[TASKS]:
**a)** Copy out the fishing forum thread word for word, starting with "I wish I lived" and going on through "of the year.".
**b)** In the fishing forum thread, what length does garhtr suggest as a starting point for adding gar to the list?
**c)** According to the fishing forum thread, which kinds of fish has sherman caught in Lake Erie at sizes that would have made the list?

══ SOURCE PASSAGE

I've enjoyed reading this thread. I only fish lake erie and I've caught some white bass, drum, and walleye that would have made the list. but this yr wasn't one of them. I did get a 31" walleye but it was my only good one. and I didn't catch any drum or white bass that was of any size. I've never applied for a fish ohio pin. but I do enjoy catching ohio fish. good luck to you all in 2017.
sherman


----------



## garhtr (Jan 12, 2009)

Bigguy513 said:


> Funny, I almost posted this the exact thing the other day. I think they need to make adjustments. The hybrid needs to be bumped up to 25" or 26" imo. Gar need to be added and I feel like smallmouth needs to be 19".


I'd like to see gar added, (one of the most under- utilized resources in our waters) maybe 46" would be a good place to start and I agree hybrids should be a minimum of 25 and maybe 28 ?? and carp should be bumped up a few inches also, maybe 30"
A 26 " Buffalo is pretty tough to find--- maybe some day it'll find its way on the list.
Good luck and keep Fishing !


----------



## garhtr (Jan 12, 2009)

sherman51 said:


> I've enjoyed reading this thread. I only fish lake erie and I've caught some white bass, drum, and walleye that would have made the list. but this yr wasn't one of them. I did get a 31" walleye
> sherman


 Nice job Sherman a 31" walleye is a trophy anywhere and everywhere !
I wish I lived a little closer to Erie but I would probably spend too much time chasing walleye and smallies in summer and steelhead the rest of the year.
Good luck and Good Fishing !


----------



## Bigguy513 (Jun 7, 2015)

garhtr said:


> I'd like to see gar added, (one of the most under- utilized resources in our waters) maybe 46" would be a good place to start and I agree hybrids should be a minimum of 25 and maybe 28 ?? and carp should be bumped up a few inches also, maybe 30"
> A 26 " Buffalo is pretty tough to find--- maybe some day it'll find its way on the list.
> Good luck and keep Fishing !


Gar for sure, love catching them early in the spring. They jump and burn drag like crazy. When I hear ppl talk about killing them purposely bc the are overpopulated or trash fish it really bugs me. They are the oldest freshwater fish other than sturgeon and are masters or survival.

════
══ LISTING

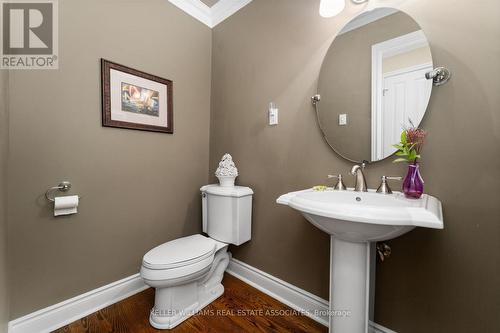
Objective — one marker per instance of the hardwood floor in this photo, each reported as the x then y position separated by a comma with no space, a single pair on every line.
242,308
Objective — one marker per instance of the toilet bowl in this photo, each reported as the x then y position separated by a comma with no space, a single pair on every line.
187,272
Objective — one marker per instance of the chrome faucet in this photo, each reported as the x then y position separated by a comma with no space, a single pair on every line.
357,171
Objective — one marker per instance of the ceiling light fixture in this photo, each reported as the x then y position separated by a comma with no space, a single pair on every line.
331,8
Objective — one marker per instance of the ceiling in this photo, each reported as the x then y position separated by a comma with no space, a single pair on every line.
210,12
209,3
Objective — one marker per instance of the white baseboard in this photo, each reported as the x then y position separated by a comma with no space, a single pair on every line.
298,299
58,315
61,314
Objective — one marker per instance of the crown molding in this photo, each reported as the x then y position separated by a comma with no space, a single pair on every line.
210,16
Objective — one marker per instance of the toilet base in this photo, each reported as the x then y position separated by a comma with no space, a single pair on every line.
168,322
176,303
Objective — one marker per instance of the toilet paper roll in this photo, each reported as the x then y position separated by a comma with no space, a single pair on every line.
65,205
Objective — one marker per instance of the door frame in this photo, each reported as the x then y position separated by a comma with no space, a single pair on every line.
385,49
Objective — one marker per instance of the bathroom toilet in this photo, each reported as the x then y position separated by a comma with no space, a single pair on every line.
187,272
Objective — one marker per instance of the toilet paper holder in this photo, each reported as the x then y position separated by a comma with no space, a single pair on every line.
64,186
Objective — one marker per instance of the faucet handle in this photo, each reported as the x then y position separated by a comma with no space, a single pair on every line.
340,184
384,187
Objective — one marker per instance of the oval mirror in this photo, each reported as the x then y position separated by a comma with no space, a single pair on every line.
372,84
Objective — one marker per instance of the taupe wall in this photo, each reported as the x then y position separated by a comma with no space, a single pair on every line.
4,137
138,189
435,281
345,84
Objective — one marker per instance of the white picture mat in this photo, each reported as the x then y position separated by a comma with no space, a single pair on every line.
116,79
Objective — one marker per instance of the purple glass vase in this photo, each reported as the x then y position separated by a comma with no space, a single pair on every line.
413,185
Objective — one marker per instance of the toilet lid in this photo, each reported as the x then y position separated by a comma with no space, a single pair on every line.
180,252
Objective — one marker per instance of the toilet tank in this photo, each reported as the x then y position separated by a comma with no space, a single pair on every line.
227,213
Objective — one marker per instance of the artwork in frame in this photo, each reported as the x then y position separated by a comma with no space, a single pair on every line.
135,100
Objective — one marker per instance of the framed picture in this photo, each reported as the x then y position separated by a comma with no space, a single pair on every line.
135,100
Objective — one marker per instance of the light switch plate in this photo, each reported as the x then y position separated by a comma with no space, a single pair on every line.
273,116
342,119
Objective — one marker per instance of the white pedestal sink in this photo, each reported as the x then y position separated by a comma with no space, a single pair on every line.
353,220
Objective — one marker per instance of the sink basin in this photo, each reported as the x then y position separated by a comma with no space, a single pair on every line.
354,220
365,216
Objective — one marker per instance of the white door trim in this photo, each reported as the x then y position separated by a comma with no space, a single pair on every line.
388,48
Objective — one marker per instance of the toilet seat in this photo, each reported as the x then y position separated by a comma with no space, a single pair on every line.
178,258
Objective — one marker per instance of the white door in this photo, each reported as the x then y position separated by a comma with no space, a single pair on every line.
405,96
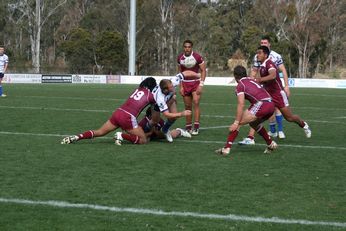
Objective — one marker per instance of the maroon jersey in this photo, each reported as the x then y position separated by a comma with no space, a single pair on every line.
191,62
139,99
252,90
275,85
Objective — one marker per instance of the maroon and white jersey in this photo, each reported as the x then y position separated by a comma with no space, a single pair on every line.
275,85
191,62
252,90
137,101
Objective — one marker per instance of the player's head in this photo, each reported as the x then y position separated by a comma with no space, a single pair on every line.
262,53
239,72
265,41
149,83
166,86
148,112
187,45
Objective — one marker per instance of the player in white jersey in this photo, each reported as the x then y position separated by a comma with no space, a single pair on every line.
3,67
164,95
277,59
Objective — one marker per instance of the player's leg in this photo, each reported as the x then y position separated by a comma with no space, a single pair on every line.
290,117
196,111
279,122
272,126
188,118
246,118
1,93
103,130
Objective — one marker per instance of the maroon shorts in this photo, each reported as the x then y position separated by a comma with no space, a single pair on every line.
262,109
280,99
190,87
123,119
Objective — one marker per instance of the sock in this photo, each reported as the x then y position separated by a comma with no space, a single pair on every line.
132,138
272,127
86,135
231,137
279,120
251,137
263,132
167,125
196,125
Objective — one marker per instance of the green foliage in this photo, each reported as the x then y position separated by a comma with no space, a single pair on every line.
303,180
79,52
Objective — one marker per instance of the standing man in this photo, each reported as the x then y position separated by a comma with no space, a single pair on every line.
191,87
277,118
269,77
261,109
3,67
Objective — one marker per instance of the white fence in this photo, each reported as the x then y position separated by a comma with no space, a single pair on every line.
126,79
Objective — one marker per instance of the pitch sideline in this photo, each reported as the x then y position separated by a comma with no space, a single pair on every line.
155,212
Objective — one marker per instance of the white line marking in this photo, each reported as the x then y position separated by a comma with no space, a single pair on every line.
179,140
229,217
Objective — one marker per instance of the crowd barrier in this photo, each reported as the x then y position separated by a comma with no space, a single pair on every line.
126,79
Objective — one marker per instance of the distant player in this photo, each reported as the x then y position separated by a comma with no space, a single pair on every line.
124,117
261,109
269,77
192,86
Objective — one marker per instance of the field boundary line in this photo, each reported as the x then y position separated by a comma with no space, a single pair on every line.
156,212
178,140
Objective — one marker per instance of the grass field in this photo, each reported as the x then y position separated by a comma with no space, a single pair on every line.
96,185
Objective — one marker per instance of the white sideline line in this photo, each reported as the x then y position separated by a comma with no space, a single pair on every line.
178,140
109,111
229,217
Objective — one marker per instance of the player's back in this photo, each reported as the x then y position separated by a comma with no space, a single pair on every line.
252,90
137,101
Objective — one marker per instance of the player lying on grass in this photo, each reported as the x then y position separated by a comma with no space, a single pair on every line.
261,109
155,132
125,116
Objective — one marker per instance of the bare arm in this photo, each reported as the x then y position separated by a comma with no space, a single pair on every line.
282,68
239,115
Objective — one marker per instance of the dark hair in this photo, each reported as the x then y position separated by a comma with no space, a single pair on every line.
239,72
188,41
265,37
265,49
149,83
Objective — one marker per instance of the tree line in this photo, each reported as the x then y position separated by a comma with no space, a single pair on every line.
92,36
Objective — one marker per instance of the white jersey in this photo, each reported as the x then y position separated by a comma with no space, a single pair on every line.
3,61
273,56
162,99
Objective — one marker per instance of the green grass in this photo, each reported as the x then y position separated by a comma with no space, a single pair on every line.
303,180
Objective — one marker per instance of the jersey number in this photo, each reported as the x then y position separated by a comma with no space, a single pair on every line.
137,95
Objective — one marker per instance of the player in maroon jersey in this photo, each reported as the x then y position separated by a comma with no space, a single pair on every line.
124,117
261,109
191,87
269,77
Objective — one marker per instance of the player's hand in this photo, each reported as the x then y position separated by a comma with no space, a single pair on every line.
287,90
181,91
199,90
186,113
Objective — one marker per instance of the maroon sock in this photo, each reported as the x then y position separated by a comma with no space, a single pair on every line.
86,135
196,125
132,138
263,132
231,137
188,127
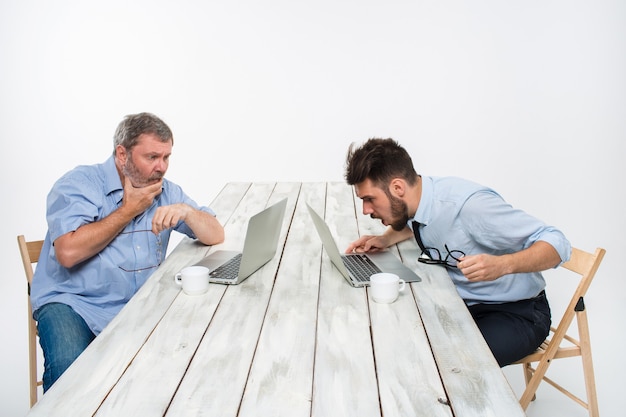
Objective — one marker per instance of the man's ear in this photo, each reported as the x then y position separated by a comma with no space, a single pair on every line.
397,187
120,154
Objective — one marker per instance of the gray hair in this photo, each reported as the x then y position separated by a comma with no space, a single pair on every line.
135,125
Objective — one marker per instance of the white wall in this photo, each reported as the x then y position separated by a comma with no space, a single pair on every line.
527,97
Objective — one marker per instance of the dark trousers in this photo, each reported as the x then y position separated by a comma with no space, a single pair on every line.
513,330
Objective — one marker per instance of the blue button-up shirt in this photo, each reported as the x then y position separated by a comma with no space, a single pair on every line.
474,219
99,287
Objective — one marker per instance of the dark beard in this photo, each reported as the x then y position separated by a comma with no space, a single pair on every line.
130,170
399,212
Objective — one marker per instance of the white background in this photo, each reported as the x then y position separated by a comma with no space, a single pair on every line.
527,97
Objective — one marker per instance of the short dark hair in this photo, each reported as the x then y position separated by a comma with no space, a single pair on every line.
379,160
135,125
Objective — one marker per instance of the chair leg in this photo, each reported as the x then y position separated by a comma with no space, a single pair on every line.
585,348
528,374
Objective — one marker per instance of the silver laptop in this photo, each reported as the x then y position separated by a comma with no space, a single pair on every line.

════

[PROBLEM SOLUTIONS]:
**a)**
I wish I lived a little closer to Erie but I would probably spend too much time chasing walleye and smallies in summer and steelhead the rest of the year.

**b)** 46 inches.

**c)** White bass, drum, and walleye.